WHAT IS EXPECTED
Copy out the records word for word, from their start through the line containing "[130,128,208,170]", including that line, and leave out the pictures.

GIVEN DATA
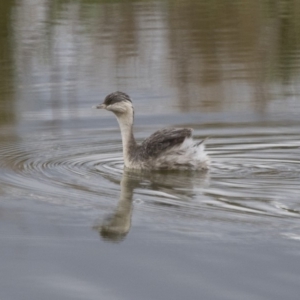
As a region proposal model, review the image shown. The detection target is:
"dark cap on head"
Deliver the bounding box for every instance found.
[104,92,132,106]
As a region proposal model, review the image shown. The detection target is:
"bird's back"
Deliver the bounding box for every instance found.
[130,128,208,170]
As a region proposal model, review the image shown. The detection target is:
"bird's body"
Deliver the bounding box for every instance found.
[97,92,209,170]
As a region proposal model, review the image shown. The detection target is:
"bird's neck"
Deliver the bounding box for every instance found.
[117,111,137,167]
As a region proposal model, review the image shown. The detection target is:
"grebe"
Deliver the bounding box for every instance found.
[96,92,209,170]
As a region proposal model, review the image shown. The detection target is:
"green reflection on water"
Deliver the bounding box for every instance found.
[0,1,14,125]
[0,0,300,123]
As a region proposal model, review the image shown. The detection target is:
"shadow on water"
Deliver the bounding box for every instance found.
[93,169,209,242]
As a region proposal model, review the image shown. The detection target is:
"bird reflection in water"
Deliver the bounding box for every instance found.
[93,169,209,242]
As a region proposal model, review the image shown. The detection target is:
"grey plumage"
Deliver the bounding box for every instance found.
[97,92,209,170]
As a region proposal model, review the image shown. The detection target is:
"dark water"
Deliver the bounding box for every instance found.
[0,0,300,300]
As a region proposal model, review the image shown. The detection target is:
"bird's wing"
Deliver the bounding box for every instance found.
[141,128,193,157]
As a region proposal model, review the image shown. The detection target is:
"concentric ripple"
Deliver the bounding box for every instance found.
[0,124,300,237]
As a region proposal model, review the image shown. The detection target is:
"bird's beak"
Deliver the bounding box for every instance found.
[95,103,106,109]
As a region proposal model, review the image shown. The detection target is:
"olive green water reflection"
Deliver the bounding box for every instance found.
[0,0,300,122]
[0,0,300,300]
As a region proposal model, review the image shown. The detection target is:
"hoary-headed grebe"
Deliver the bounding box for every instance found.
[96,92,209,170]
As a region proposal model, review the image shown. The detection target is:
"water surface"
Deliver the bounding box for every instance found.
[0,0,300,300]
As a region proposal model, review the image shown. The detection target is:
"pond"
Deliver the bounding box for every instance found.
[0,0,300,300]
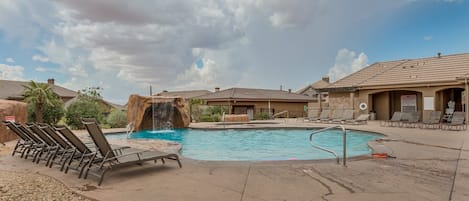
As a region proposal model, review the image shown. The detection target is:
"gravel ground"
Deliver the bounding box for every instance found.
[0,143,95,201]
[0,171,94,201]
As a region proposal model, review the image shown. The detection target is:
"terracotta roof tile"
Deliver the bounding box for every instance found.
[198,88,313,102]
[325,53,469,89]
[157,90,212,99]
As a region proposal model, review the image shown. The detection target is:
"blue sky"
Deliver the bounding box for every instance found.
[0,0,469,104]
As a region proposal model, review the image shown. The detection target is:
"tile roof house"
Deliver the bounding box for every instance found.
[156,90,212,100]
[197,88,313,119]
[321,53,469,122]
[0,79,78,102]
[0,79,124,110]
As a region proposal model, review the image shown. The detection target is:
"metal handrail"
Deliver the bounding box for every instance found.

COMPLETE ANSWER
As a region proposal model, review the image shown. The detection target is:
"dark cap on head"
Deliver the bounding box for every instance found.
[104,92,132,106]
As a region proposal model, review the image shown. The detection target is:
"bird's back"
Deliver the bounding box for every instance found.
[130,128,208,170]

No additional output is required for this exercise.